It’s unbelievably insulting and condescending to respond to an attack on Bush’s actions in that classroom by saying “oh, you’re only saying that because you hate Bush”. Not only is it insulting and condescending, but it’s also wrong, and it’s also pointless. If everyone here is so blindly partisan that we can do nothing but go “quack quack quack bush bad bush bad” or “moo moo moo bush good” then why do we even both trying? Sure, it kind of seems that way sometimes, but, in all honesty, the situation isn’t that dire.
I hold the opinion about Bush’s actions during those 7 minutes due to my brain, my reasoning, and my thinking. Sure, I’m human, and I don’t like Bush, and that probably colors my conclusions somewhat. That’s going to be true for anyone, pro- or anti- Bush. But I’m not just a blindly partisan tool, and neither are the vast majority of posters here, on either side of either issue.
(Oh, and I’m SICK of holier-than-thou people who claim to be non-partisan and then bash everyone involved on both sides as if no one who’s not non-partisan could ever possibly be objective about anything. I’m a liberal democrat. That doesn’t mean that every position I hold about every issue is just a dogmatic parroting of what moveon.org tells me to think. Political independents don’t have a monopoly on free, creative and meaningful thought.)
(3) It doesn’t matter a whit whether Bush’s actions could have actually prevented further planes from crashing
Pervert in particular seems to be obsessed with the idea that as long as we can prove, in retrospect, that nothing Bush could have done during those 7 minutes could have stopped the primary events of 9/11, then it’s perfectly OK for him to have done nothing. This is blatantly ridiculous for at least two reasons:
(a) Even if this made any sense at all, it would only make sense if it is something that could have been determined from the information available at the time. That information, as we all agree, was extremely sketchy. So only if Bush had heard all the information that was available at that precise moment, quickly and efficiently analyzed every conceivable option available to him, and immediately realized that every single one of them was guaranteed to either not help the situation, or make the situation worse, would it even begin to be OK for him to just sit there like a tool
(b) Leaders can do useful things even when decisions can’t be made. If nothing else, they can prepare to start making decisions once decisions can be made. Suppose it was totally clear that there were no meaningful decisions that could be made for, say, the next 20 minutes. That’s no reason not to start discussing the situation, bouncing options off of people, listening to other people’s ideas, and so forth, so that 20 minutes down the line, when new information comes in, when actual meaningful decisions can be made, Bush could make better, faster, decisions than if he’d just sat around doing nothing.

========================

* TASKS AND EXERCISES:
1. Copy the records below line for line, exactly as they appear, but omit the pictures.
2. Continue the text arguing about Bush's conduct during the seven minutes in the classroom, starting after its last sentence.

* RECORDS SHOWN:
========================

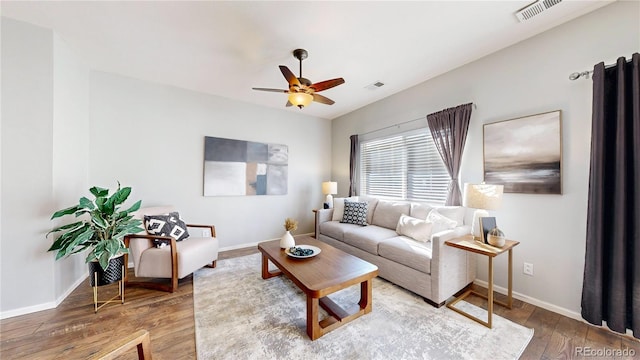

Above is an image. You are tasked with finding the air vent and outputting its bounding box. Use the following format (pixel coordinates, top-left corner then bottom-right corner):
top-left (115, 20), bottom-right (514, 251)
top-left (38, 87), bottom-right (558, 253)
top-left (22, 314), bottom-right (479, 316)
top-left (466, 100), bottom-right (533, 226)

========================

* RESPONSES:
1.
Above is an image. You are tasked with finding the air vent and outputting its bounding box. Use the following format (pixel coordinates, top-left corner then bottom-right corner):
top-left (115, 20), bottom-right (514, 251)
top-left (38, 87), bottom-right (558, 253)
top-left (22, 314), bottom-right (479, 316)
top-left (466, 100), bottom-right (533, 226)

2.
(4) No one is saying that Bush should have panicked
This one has been pretty ripped to shreds by EVERYONE, but I’ll repeat it just one more time… I’m NOT saying that Bush should have sprinted out of the room, waved his hands around like a madman and started spitting out commands. There’s a middle ground between that and doing nothing. And while we’re on this topic, one of the most inane things that has come out of this entire conversation is the idea that if Bush had somewhat alarmed the poor kids in that classroom, that would have been a terrible national tragedy. There already WAS a terrible national tragedy. The kids were going to be a lot more than alarmed over the course of that day. Somehow the idea that his hanging around reading was “for the kids” and that if he’d left in a hurry, we liberals would be angry at him for “scaring the kids” has gotten mixed into this discussion, and it’s abso-fucking-lutely ridiculous.
** (5) Was Bush just in shock?**
A lot of people have mentioned that maybe Bush was just in shock at how horrifying the news was, as were many of us. Well, OK, fine. If so, then he’s just human. But (a) if that were the case, he could admit it, and (b) much of what really makes me so pissy about this whole issue is the conception that Bush is strong on terror. If Bush were being touted as a president who we should reelect because of, say, his fine singing voice, then I would get pissy about videotape that clearly shows him to be lip-syncing. Similarly, because he’s being sold to the American public as such a strong decisive leader, that makes it all the more frustrating when I see what I view as evidence that he’s not.
** (6) Should Bush have just left all the decisions to his underlings? **
Another favorite them of both Pervert and Liberal is that Bush actually acting (and by acting I don’t mean panicking, I mean asking questions, staying informed, offering suggestions, and making decisions when appropriate) would have caused more problems than it solved. And this is not something that can be prima facie dismissed. For instance, if there were already a department of homeland security on 9/11, and there was a director of that department who, the moment anything untoward happened, had swung into action, and was already taking control of the situation, processing many facts, and making crucial life-or-death split-second decisions, then having Bush start calling this fictitious individual up and demaning frequent updates would be bad.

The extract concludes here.